*Document text*
——————

Standard operating procedure for the government. Introduce a new tax that only affects a very small percentage of the population. You know, the portion that just aren’t “paying their fair share”. The populace is fine with the idea, after all it doesn’t affect me. Step two, lower the threshold after a couple of years and don’t tie it to inflation. Step three, wait 20 years. At that point, you’ll have captured a large portion of the population in this totally unmanageable tax (imagine having to value and reach agreement on assets like real estate, classic cars, art every year with the government).
A good example of this is the Alternative Minimum Tax. When first enacted it affected just a few hundred people.
Wasn’t that the case for the income tax (16th amendment version) too when it was first introduced in the USA? Only would’ve affected a small group of people. But I may be misremembering my history.
But your take is 100% spot-on. Ultimately they’ll move the goalposts down to affect more and more people because they’ll never collect the revenue amount they planned for. Then suddenly everyone gets taxed on everything, see Canada’s latest tax changes.
I'm fairly certain that somehow the ultra rich will be unaffected, but us peasants will be. Your observation about the difficulty of assigning value to assets is so true. Canada enacted a capital gains tax effective 1972 which, since not retroactive, required 'Valuation Day" valuations of everything. Just a one time event, but a mess we lived with for years.
You also made a nice corollary as to why estimated value based property taxes also make no sense.
My working class grandfather tried for decades to sell his home / land that the state valued for over $1 Million. When he died we tried to aggressively sell the property but because of extreme zoning and EPA measures it was impossible to sell or build. We ended up selling the entire property for less than $250k at the hight of the housing boom.
What pisses me off is not the fact that the land was not worth what he thought, but that the government assessed it at a ridiculous value, charged him taxes on that value for decades, and then created a regulatory mess that made the land not developable.
Yes! This is also a good argument against property taxes, as this is exactly what they are, taxes on unrealized capital gains - RE values have doubled in the last 4 years because of all the funny money. My neighbor sells, makes a mint, and my taxes double. I haven't sold, but my tax bill has now doubled because my neighbor realized gains?

——————

*Exercise brief*
Can you write out the tax discussion word for word from "Wasn’t that the" up to and including "misremembering my history."? The material after this point isn't needed.

Collection entries:

——————

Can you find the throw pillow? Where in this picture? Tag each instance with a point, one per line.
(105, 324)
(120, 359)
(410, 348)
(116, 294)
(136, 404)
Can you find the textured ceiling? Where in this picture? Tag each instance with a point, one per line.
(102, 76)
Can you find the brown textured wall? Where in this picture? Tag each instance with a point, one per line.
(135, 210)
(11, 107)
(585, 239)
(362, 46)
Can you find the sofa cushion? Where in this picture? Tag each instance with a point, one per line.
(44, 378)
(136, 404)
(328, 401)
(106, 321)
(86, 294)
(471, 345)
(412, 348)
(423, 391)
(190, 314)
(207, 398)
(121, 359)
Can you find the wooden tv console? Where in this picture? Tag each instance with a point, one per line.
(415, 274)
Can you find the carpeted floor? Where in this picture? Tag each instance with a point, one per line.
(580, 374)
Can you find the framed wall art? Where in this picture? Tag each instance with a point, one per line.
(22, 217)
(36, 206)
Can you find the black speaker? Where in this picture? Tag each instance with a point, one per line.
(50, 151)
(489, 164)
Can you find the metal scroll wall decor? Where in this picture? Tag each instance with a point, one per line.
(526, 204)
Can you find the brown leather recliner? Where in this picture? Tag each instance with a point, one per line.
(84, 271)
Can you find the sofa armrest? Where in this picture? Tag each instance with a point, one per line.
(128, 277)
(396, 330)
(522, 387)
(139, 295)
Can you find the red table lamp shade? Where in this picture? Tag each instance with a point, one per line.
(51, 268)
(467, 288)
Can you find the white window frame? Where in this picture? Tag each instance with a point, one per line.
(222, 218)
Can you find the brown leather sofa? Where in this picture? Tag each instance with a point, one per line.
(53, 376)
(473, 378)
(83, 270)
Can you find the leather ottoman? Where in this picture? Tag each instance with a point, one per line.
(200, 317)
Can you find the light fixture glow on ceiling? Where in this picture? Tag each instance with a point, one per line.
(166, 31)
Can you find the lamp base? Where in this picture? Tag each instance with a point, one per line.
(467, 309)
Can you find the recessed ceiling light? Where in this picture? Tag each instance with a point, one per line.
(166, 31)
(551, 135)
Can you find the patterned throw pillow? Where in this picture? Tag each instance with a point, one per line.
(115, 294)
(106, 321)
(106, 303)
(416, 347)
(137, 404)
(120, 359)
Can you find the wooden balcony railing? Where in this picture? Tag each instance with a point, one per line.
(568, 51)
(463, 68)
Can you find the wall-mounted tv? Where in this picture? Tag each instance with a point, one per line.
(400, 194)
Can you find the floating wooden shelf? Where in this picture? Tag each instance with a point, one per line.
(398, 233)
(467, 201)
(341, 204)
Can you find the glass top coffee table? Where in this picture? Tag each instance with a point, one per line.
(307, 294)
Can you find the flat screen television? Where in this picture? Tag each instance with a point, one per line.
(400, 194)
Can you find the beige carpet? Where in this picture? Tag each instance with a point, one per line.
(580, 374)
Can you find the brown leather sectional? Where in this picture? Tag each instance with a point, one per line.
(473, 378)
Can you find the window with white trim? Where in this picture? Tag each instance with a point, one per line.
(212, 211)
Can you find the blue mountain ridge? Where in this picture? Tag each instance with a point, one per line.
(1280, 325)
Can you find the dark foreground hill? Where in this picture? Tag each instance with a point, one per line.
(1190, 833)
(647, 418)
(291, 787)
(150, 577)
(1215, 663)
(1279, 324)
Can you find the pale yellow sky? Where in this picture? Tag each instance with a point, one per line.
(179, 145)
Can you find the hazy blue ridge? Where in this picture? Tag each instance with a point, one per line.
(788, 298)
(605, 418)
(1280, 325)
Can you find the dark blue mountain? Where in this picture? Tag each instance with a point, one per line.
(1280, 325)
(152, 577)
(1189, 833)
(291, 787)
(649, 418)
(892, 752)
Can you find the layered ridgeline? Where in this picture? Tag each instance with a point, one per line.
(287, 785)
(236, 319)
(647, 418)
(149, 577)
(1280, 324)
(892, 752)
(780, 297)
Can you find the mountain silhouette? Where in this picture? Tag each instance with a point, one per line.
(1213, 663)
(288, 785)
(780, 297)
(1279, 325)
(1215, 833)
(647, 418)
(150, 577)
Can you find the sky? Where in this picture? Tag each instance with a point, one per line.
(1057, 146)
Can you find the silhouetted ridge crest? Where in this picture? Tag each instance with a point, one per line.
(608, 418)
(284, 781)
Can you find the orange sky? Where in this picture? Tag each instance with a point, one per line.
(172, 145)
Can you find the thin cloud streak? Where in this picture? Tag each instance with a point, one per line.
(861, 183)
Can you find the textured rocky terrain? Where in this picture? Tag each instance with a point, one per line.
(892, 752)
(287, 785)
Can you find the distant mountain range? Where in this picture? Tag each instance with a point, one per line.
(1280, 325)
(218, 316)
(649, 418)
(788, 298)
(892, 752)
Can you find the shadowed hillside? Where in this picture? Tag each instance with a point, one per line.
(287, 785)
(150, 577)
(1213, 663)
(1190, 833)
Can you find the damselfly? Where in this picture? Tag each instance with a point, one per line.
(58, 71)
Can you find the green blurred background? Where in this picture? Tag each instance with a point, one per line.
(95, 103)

——————

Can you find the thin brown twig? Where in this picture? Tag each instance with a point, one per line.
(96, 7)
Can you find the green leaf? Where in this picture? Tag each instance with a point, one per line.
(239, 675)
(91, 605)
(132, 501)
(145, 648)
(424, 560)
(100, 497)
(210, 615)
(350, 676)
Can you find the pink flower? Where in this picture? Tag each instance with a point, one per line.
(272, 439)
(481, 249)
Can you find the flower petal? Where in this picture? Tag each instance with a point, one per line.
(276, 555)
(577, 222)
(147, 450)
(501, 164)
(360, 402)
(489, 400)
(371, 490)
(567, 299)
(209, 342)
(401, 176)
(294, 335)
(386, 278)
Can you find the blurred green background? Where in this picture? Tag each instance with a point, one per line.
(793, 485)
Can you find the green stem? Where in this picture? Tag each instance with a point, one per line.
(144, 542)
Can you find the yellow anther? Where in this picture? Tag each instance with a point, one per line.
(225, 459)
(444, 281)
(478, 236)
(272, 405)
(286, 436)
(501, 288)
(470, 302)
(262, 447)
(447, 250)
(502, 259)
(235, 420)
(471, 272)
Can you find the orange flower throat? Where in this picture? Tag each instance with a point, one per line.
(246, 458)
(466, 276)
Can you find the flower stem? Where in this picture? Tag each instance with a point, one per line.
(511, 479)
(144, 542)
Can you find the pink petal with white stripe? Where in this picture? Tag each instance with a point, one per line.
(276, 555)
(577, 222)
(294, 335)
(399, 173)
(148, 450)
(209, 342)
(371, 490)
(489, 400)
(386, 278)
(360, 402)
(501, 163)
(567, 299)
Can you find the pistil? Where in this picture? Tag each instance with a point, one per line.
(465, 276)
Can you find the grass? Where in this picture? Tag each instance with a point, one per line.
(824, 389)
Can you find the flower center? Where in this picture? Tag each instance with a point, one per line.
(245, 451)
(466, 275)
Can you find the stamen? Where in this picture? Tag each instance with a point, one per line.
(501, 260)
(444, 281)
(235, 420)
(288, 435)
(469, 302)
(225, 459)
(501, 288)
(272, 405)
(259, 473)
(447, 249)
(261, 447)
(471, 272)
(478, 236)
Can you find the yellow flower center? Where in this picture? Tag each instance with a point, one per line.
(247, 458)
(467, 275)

——————

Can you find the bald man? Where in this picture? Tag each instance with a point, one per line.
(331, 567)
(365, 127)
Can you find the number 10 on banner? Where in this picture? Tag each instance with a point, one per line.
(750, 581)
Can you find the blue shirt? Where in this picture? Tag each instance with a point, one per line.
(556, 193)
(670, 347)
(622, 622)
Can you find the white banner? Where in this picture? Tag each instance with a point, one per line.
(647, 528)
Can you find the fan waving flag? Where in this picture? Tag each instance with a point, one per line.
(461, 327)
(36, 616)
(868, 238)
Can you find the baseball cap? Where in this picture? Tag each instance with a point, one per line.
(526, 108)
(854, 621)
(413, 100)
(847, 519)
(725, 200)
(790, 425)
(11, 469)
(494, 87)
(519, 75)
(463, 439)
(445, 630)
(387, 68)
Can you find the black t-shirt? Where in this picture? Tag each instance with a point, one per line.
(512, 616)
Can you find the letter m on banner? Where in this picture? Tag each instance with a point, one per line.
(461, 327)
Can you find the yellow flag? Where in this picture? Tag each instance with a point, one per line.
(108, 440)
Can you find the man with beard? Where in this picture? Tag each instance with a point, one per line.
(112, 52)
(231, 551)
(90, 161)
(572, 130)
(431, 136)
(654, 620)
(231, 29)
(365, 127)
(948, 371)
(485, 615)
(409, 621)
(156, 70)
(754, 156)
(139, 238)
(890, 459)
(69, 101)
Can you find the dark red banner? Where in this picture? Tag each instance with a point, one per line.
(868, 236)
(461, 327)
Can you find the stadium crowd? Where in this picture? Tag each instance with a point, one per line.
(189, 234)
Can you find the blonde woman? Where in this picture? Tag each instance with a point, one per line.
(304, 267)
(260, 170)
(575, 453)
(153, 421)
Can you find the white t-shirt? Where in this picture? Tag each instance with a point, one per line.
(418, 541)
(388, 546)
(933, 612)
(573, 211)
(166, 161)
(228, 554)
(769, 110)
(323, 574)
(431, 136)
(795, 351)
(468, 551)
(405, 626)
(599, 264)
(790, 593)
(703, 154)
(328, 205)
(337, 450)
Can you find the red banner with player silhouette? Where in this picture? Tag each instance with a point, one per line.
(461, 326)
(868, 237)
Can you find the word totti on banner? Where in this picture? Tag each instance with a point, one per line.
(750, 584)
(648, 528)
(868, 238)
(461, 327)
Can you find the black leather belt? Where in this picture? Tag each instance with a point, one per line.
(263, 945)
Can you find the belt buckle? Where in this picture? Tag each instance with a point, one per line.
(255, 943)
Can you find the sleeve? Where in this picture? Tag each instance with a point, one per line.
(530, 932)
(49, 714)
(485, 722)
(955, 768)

——————

*Correct result*
Wasn’t that the case for the income tax (16th amendment version) too when it was first introduced in the USA? Only would’ve affected a small group of people. But I may be misremembering my history.